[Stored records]
########
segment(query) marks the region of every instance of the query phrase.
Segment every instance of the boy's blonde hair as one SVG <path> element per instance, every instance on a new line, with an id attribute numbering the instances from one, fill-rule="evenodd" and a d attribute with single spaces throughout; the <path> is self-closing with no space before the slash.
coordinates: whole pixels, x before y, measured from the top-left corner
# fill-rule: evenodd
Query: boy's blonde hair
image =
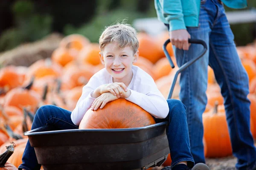
<path id="1" fill-rule="evenodd" d="M 118 48 L 122 48 L 131 46 L 134 54 L 139 48 L 136 30 L 129 24 L 117 23 L 106 27 L 99 37 L 99 46 L 102 51 L 109 43 L 115 42 Z"/>

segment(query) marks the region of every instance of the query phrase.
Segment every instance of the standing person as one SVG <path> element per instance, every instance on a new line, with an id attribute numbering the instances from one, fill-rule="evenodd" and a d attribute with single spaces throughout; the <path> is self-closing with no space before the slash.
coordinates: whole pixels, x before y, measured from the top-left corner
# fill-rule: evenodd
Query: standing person
<path id="1" fill-rule="evenodd" d="M 178 66 L 198 55 L 198 39 L 207 44 L 204 56 L 180 75 L 180 98 L 187 108 L 191 150 L 195 163 L 205 162 L 202 115 L 207 103 L 207 66 L 213 69 L 224 100 L 233 155 L 239 170 L 256 169 L 256 150 L 250 131 L 248 77 L 238 55 L 223 3 L 247 6 L 246 0 L 155 0 L 158 18 L 169 29 Z"/>

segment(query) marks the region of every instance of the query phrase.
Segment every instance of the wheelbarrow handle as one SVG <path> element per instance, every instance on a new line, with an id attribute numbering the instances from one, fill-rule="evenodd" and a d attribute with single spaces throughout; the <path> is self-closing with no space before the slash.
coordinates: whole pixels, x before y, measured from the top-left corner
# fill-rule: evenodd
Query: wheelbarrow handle
<path id="1" fill-rule="evenodd" d="M 163 44 L 163 52 L 166 56 L 168 59 L 169 61 L 169 62 L 172 66 L 172 68 L 174 68 L 175 66 L 172 62 L 172 59 L 171 58 L 171 57 L 170 57 L 170 55 L 167 50 L 166 50 L 166 46 L 167 44 L 171 42 L 170 39 L 167 40 Z M 198 39 L 189 39 L 189 43 L 191 43 L 192 44 L 201 44 L 204 46 L 204 50 L 203 51 L 201 52 L 200 54 L 197 57 L 194 58 L 193 59 L 187 62 L 184 64 L 183 65 L 181 65 L 179 68 L 179 69 L 177 71 L 176 74 L 175 74 L 175 76 L 174 76 L 174 79 L 173 79 L 173 82 L 172 82 L 172 86 L 171 87 L 171 89 L 170 89 L 170 91 L 169 92 L 169 94 L 168 95 L 168 96 L 167 99 L 171 99 L 172 97 L 172 93 L 173 92 L 173 90 L 174 89 L 174 87 L 175 86 L 175 84 L 177 80 L 177 78 L 178 77 L 178 75 L 183 70 L 185 69 L 188 66 L 193 64 L 195 62 L 198 60 L 199 58 L 201 58 L 202 57 L 204 56 L 204 54 L 206 53 L 207 51 L 207 45 L 205 42 L 204 41 L 203 41 L 201 40 Z"/>

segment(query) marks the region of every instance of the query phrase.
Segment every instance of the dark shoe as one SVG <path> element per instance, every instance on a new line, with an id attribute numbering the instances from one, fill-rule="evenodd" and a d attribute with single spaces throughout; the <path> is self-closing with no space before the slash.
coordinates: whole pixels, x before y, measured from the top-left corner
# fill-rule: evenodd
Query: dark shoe
<path id="1" fill-rule="evenodd" d="M 178 165 L 178 166 L 177 166 L 177 165 Z M 178 167 L 178 166 L 182 166 L 183 167 Z M 206 164 L 202 163 L 198 163 L 195 165 L 192 169 L 189 168 L 185 164 L 182 165 L 178 164 L 175 167 L 173 167 L 172 169 L 171 168 L 170 166 L 168 166 L 164 167 L 162 170 L 210 170 L 210 169 Z"/>
<path id="2" fill-rule="evenodd" d="M 210 168 L 204 164 L 198 163 L 195 164 L 191 170 L 210 170 Z"/>

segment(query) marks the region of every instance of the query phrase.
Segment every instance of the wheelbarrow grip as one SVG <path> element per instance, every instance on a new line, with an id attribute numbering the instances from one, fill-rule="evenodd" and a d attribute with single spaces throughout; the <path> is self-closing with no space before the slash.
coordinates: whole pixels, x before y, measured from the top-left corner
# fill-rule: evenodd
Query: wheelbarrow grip
<path id="1" fill-rule="evenodd" d="M 169 53 L 168 53 L 168 52 L 166 50 L 166 46 L 167 44 L 170 42 L 171 41 L 170 40 L 170 39 L 167 40 L 163 44 L 163 52 L 166 56 L 166 57 L 168 59 L 168 60 L 169 61 L 169 62 L 170 63 L 172 68 L 175 68 L 175 66 L 174 65 L 174 64 L 172 62 L 172 60 L 171 58 L 171 57 L 170 56 Z M 203 57 L 204 56 L 204 54 L 207 51 L 207 45 L 204 41 L 198 39 L 189 39 L 189 43 L 191 43 L 192 44 L 201 44 L 204 46 L 204 50 L 203 50 L 203 51 L 201 52 L 201 53 L 198 56 L 198 57 L 194 58 L 193 59 L 189 61 L 188 62 L 187 62 L 185 63 L 183 65 L 180 67 L 179 69 L 176 73 L 174 76 L 173 82 L 172 82 L 172 86 L 171 87 L 171 89 L 170 89 L 170 91 L 169 92 L 169 94 L 168 95 L 167 99 L 171 99 L 171 98 L 172 97 L 172 93 L 173 92 L 173 90 L 174 89 L 174 87 L 177 82 L 177 78 L 180 72 L 184 70 L 185 69 L 186 69 L 186 68 L 187 68 L 188 66 L 193 64 L 196 60 L 197 60 L 199 58 Z"/>

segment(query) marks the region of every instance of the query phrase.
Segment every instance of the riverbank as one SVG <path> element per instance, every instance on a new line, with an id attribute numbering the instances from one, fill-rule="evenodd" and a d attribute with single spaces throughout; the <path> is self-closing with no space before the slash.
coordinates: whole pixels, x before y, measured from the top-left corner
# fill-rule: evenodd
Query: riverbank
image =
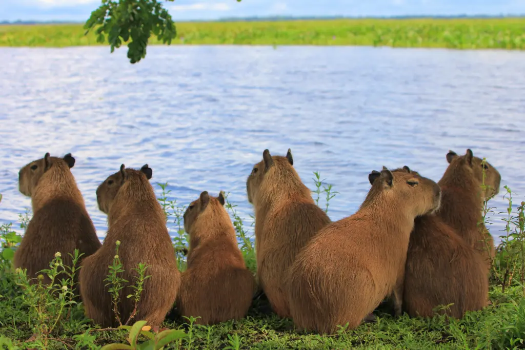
########
### Task statement
Please reproduce the whole listing with every "top-left corner" renamed to "upper-left corner", leaving everything else as it is. Omit the pictures from your answer.

### Right answer
segment(query) marks the region of every instance of the query phrase.
Segment every instance of the boy's blonde hair as one SVG <path> element per instance, every instance on a new line, with an id attribute numbering the instances from one, fill-rule="evenodd" and a d attribute with single spaces throughout; the <path> is self-closing with no space before the slash.
coordinates: whole pixels, x before y, measured from the upper-left corner
# fill-rule: evenodd
Query: boy's blonde hair
image =
<path id="1" fill-rule="evenodd" d="M 118 48 L 122 48 L 131 46 L 134 54 L 139 48 L 136 30 L 129 24 L 117 23 L 106 27 L 99 37 L 99 46 L 102 51 L 109 43 L 115 42 Z"/>

segment(query) marks the region of every instance of the query phrase.
Segment every instance of the standing person as one SVG <path> element per instance, every instance on a new line, with an id attribute numbering the instances from one, fill-rule="evenodd" and a d attribute with single spaces throughout; the <path> is self-closing with no space before the slash.
coordinates: whole pixels, x before y, measured from the upper-left corner
# fill-rule: evenodd
Query: standing person
<path id="1" fill-rule="evenodd" d="M 178 66 L 198 55 L 198 39 L 207 44 L 204 56 L 180 75 L 180 98 L 187 108 L 191 150 L 195 163 L 205 162 L 202 115 L 207 103 L 207 66 L 213 69 L 224 100 L 233 155 L 239 170 L 256 169 L 256 150 L 250 131 L 248 77 L 238 55 L 223 3 L 247 6 L 246 0 L 155 0 L 158 18 L 169 29 Z"/>

segment(query) marks the region of every instance of the query phrase.
Segment every instance of the wheelbarrow handle as one SVG <path> element per instance, every instance on a new line, with an id attribute numbering the instances from one, fill-rule="evenodd" and a d attribute with single spaces throughout; the <path> is self-closing with no space before the slash.
coordinates: whole pixels, x before y, measured from the upper-left corner
# fill-rule: evenodd
Query: wheelbarrow handle
<path id="1" fill-rule="evenodd" d="M 163 44 L 163 52 L 166 56 L 168 59 L 169 61 L 169 62 L 172 66 L 172 68 L 174 68 L 175 66 L 172 62 L 172 59 L 171 58 L 171 57 L 170 57 L 170 55 L 167 50 L 166 50 L 166 46 L 167 44 L 171 42 L 170 39 L 167 40 Z M 198 39 L 189 39 L 189 43 L 191 43 L 192 44 L 201 44 L 204 46 L 204 50 L 203 51 L 201 52 L 200 54 L 197 57 L 194 58 L 193 59 L 187 62 L 184 64 L 183 65 L 181 65 L 179 68 L 179 69 L 177 71 L 176 74 L 175 74 L 175 76 L 174 76 L 174 79 L 173 79 L 173 82 L 172 82 L 172 86 L 171 87 L 171 89 L 170 89 L 170 91 L 169 92 L 169 94 L 168 95 L 168 96 L 167 99 L 171 99 L 172 97 L 172 93 L 173 92 L 173 90 L 174 89 L 174 87 L 175 86 L 175 84 L 177 80 L 177 78 L 178 77 L 178 75 L 183 70 L 185 69 L 188 66 L 193 64 L 195 62 L 198 60 L 199 58 L 201 58 L 202 57 L 204 56 L 204 54 L 206 53 L 207 51 L 207 45 L 205 42 L 204 41 L 203 41 L 201 40 Z"/>

segment(query) marks the region of every instance of the query phrase.
Segment every instance of the dark shoe as one SVG <path> element per instance, every instance on a new line, with an id attribute numbering the instances from one, fill-rule="evenodd" and a d attribute with single spaces throughout; the <path> is self-closing with no space before the slash.
coordinates: whole pixels, x before y, measured from the upper-left corner
# fill-rule: evenodd
Query: dark shoe
<path id="1" fill-rule="evenodd" d="M 178 165 L 178 166 L 177 166 L 177 165 Z M 178 167 L 178 166 L 182 166 L 183 167 Z M 206 164 L 202 163 L 198 163 L 195 165 L 192 169 L 189 168 L 185 164 L 182 165 L 178 164 L 175 167 L 173 167 L 172 169 L 171 168 L 170 166 L 168 166 L 164 167 L 162 170 L 210 170 L 210 169 Z"/>
<path id="2" fill-rule="evenodd" d="M 210 168 L 204 164 L 198 163 L 195 164 L 191 170 L 210 170 Z"/>

segment(query) marks the region of every instance of the query phrase.
Segment every instance of the wheelbarrow grip as one SVG <path> element per instance, every instance on a new line, with an id attribute numbering the instances from one, fill-rule="evenodd" and a d attribute with single spaces throughout; the <path> is self-closing with no space before the slash.
coordinates: whole pixels, x before y, measured from the upper-left corner
# fill-rule: evenodd
Query: wheelbarrow grip
<path id="1" fill-rule="evenodd" d="M 169 53 L 168 53 L 168 52 L 166 50 L 166 46 L 167 44 L 170 42 L 171 41 L 170 40 L 170 39 L 167 40 L 163 44 L 163 52 L 166 56 L 166 57 L 168 59 L 168 60 L 169 61 L 169 62 L 170 63 L 172 68 L 175 68 L 175 66 L 174 65 L 174 64 L 172 62 L 172 60 L 171 58 L 171 57 L 170 56 Z M 203 57 L 204 56 L 204 54 L 207 51 L 207 45 L 204 41 L 198 39 L 189 39 L 189 43 L 191 43 L 192 44 L 201 44 L 204 46 L 204 50 L 203 50 L 203 51 L 201 52 L 201 53 L 198 56 L 198 57 L 194 58 L 193 59 L 189 61 L 188 62 L 187 62 L 185 63 L 183 65 L 180 67 L 179 69 L 176 73 L 174 76 L 173 82 L 172 82 L 172 86 L 171 87 L 171 89 L 170 89 L 170 91 L 169 92 L 169 94 L 168 95 L 167 99 L 171 99 L 171 98 L 172 97 L 172 93 L 173 92 L 173 90 L 174 89 L 174 87 L 177 82 L 177 78 L 180 72 L 184 70 L 185 69 L 186 69 L 186 68 L 187 68 L 188 66 L 193 64 L 196 60 L 197 60 L 199 58 Z"/>

segment(query) marks the region of every instance of the query phrase.
Segment every instance of the riverbank as one SVG <path> element per instance, every instance on a new line, with an id attribute numbering the instances from one, fill-rule="evenodd" and a d attribute with single spaces throughout; the <path> is self-closing with no space before the slash.
coordinates: whole pixels, x before y, measured from the upper-left corner
# fill-rule: evenodd
Query: riverbank
image =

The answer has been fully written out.